Copy out, word for word, the part of the entries that opens with the line containing "Target — dirt path" and runs through the end of the entries.

● **AVAILABLE RECORDS**
- - - - - - -

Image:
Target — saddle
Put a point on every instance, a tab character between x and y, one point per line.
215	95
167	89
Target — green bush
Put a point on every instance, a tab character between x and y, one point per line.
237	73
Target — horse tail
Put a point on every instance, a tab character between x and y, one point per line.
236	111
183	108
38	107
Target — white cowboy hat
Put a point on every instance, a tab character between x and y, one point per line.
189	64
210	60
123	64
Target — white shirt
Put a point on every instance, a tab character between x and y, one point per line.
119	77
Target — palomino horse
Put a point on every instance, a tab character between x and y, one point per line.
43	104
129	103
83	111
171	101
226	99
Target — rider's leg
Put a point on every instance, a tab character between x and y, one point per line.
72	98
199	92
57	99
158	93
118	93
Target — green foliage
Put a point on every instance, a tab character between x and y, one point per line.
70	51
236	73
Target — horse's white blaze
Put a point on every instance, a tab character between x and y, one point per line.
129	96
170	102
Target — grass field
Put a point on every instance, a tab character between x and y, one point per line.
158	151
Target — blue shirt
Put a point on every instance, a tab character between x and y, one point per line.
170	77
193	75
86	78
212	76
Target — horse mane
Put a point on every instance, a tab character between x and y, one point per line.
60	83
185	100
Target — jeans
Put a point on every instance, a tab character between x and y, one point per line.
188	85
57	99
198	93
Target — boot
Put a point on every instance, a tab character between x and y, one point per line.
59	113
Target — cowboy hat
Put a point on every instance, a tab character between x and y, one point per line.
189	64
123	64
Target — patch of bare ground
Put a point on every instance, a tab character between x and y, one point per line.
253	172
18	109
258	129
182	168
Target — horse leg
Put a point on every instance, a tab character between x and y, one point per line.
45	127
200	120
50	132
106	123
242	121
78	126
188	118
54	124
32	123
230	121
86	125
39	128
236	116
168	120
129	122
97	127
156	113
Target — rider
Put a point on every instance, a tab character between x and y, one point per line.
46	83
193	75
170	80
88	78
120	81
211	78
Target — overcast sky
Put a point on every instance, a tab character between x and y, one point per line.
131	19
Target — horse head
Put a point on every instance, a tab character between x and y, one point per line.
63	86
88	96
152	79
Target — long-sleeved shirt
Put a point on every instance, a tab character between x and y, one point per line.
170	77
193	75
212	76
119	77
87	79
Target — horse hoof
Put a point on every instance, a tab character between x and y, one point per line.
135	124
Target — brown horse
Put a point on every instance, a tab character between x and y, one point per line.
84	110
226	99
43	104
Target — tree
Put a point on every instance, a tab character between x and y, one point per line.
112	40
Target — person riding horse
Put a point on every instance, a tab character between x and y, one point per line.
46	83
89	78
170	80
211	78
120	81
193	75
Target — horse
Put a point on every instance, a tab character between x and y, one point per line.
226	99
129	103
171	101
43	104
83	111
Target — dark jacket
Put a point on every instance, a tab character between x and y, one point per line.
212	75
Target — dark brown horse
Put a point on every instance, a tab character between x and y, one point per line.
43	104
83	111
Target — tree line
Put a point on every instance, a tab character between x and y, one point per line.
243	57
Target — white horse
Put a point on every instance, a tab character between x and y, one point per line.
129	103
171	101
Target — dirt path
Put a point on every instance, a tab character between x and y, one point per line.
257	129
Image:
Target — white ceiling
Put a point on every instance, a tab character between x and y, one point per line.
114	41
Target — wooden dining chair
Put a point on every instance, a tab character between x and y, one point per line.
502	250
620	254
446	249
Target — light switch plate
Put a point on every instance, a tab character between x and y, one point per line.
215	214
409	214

- - - - - - -

● **TASK ANSWER**
Target — dirt path
Put a point on every instance, a tab character between x and y, one point per line.
257	129
Image:
Target — white ceiling
Put a point on every instance, a tab character between x and y, one point per line.
114	41
Target — wooden dining chair
Put a point on every instance, a tab character between x and y, one point per line.
502	250
620	254
446	249
Target — light switch plate
Put a point on every instance, a tab character between x and y, one point per line.
215	214
409	214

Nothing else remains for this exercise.